>>>
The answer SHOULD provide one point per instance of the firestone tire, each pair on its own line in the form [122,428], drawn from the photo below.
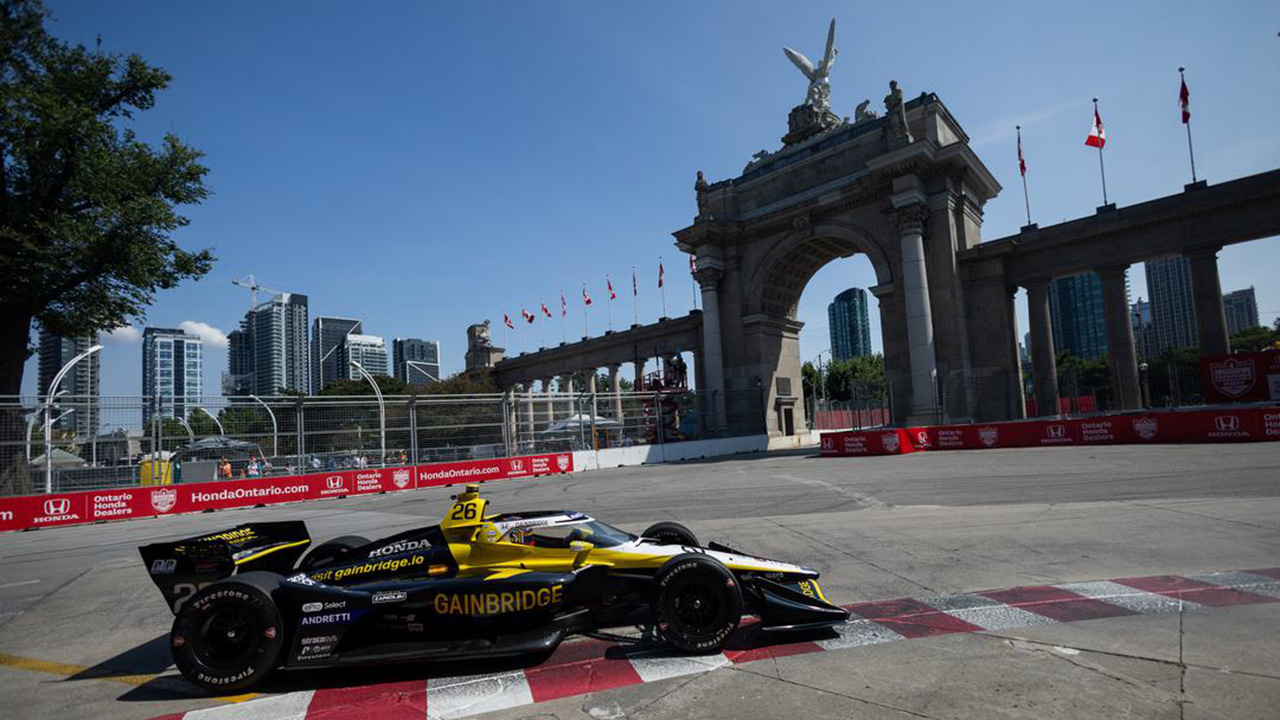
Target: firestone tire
[327,552]
[696,602]
[671,533]
[231,634]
<<<
• _Short task_
Shift every point in the answers of the rows above by adding 124 to each coordinate. Then write out all the lines again, requests included, with the numbers in the requests left as they are and the pictures left out.

• _Correct answer_
The answer SHOULD provide one point per instance of the firestone tire, each pair on its own line in the form [122,428], drawn from the photo below.
Target: firestone tire
[451,676]
[820,726]
[795,657]
[355,758]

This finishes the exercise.